» **Your assignment**
Below is a block of entries, which should be copied verbatim apart from the pictures.

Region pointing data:
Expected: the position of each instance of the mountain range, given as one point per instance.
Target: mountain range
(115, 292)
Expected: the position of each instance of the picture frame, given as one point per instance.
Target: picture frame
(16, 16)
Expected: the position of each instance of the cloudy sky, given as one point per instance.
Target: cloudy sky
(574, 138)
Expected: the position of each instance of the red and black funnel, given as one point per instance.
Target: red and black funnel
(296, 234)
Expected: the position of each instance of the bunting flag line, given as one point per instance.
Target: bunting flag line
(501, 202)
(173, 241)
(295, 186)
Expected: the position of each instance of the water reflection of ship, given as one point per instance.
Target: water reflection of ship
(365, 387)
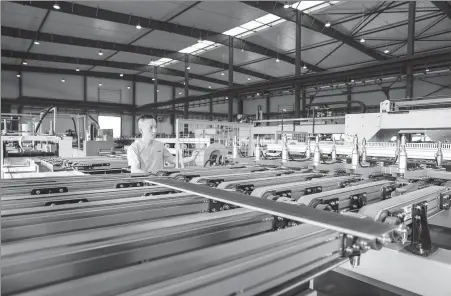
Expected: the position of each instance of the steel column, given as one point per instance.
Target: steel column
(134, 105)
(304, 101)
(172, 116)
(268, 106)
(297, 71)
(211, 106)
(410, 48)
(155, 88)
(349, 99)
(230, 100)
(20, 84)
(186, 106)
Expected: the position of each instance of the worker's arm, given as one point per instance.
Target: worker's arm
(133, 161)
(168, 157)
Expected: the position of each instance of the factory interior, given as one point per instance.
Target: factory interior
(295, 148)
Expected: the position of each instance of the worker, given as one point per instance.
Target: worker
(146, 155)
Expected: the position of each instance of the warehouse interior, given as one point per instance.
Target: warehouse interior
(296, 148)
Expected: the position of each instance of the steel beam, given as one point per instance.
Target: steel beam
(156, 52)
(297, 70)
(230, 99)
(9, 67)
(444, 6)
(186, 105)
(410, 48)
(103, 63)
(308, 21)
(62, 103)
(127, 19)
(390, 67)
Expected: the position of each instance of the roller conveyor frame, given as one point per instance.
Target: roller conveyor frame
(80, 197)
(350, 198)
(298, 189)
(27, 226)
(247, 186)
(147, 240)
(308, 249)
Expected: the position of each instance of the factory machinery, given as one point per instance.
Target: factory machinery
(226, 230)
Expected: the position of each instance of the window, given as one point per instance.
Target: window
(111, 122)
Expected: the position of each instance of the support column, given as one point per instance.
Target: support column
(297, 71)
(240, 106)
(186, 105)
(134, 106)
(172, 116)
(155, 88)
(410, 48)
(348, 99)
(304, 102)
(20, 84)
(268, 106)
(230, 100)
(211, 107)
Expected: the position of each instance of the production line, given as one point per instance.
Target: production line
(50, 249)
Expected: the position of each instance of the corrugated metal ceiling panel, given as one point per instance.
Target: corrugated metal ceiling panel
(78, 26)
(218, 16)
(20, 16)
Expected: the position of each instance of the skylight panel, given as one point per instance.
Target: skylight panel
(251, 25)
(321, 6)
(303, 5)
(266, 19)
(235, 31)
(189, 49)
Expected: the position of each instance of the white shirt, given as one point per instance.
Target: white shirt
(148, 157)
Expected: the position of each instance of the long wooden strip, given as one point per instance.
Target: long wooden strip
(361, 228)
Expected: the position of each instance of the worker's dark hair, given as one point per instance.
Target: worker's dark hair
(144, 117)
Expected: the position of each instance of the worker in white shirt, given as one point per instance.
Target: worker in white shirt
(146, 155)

» **Result of this exercise**
Expected: the position of each instance of the mountain range, given as one point per instance.
Target: mountain range
(115, 292)
Expected: the position of each instance of the picture frame, given as one point per instance.
Target: picture frame
(16, 16)
Expected: the position of each instance of the cloudy sky, given as one point per instance.
Target: cloudy sky
(574, 138)
Expected: the position of each instance of the red and black funnel, given as one point per instance.
Target: red and black funnel
(296, 234)
Expected: the position of each instance of the bunting flag line, given as one point per instance.
Target: bunting flag line
(501, 202)
(173, 241)
(295, 186)
Expected: the position of each instance of the water reflection of ship, given as one point per instance.
Target: water reflection of ship
(365, 387)
Expected: the position of each instance of the steel column, given as one point per instance.
Target: steel column
(134, 105)
(304, 101)
(172, 116)
(268, 106)
(297, 71)
(211, 106)
(410, 48)
(155, 88)
(349, 99)
(230, 100)
(20, 84)
(186, 106)
Expected: the position of each instance of the worker's arm, given as one point per instance.
Target: worker's arm
(133, 161)
(168, 157)
Expected: the position of each instance of the factory interior, given as one point per instance.
Target: factory interior
(295, 148)
Expected: the position of each instance of the worker, given as one point per instance.
Target: worker
(146, 155)
Expected: the position of each instance of the warehouse interior, given as one point per instance.
Target: warehouse interior
(296, 148)
Expected: the position of each instance of the steel beam, given as one point per instance.
Target: steel beam
(156, 52)
(297, 70)
(230, 99)
(9, 67)
(444, 6)
(186, 105)
(410, 48)
(103, 63)
(308, 21)
(62, 103)
(127, 19)
(390, 67)
Expected: the position of each instance of the roller conveyor frame, given as one point per instance.
Target: roller conveyor frame
(80, 197)
(350, 198)
(298, 189)
(27, 226)
(247, 186)
(147, 240)
(308, 249)
Expected: the position of each instance of the factory machinery, given as one point per instance.
Target: factory machinery
(226, 230)
Expected: the position of each instance of the window, given as one point per instance.
Target: window
(111, 122)
Expected: the position of each instance of the support column, given as one point per instance.
Target: support column
(297, 71)
(240, 106)
(186, 105)
(134, 106)
(172, 116)
(155, 88)
(410, 48)
(348, 99)
(304, 102)
(20, 84)
(268, 106)
(230, 100)
(211, 107)
Expected: the position of each instance of the production line, given as one point per instance.
Target: production line
(50, 249)
Expected: the position of each instance of the corrugated metal ceiling panel, given as one point per instance.
Target: corrugated metal ceiling panel
(78, 26)
(218, 16)
(20, 16)
Expected: the position of each instance of the skylight panel, given as one point per instance.
Target: skylight panel
(251, 25)
(321, 6)
(303, 5)
(266, 19)
(235, 31)
(189, 49)
Expected: the position of each instance of the white shirt, given as one point per instance.
Target: white shirt
(148, 157)
Expected: the position of each instance of the long wooden strip, given as one point per instance.
Target: long wooden strip
(361, 228)
Expected: the position of each instance of the worker's dark hair, given as one point per instance.
Target: worker's dark hair
(144, 117)
Expected: the position of each instance of the worker in white shirt, given as one point per instance.
Target: worker in white shirt
(146, 155)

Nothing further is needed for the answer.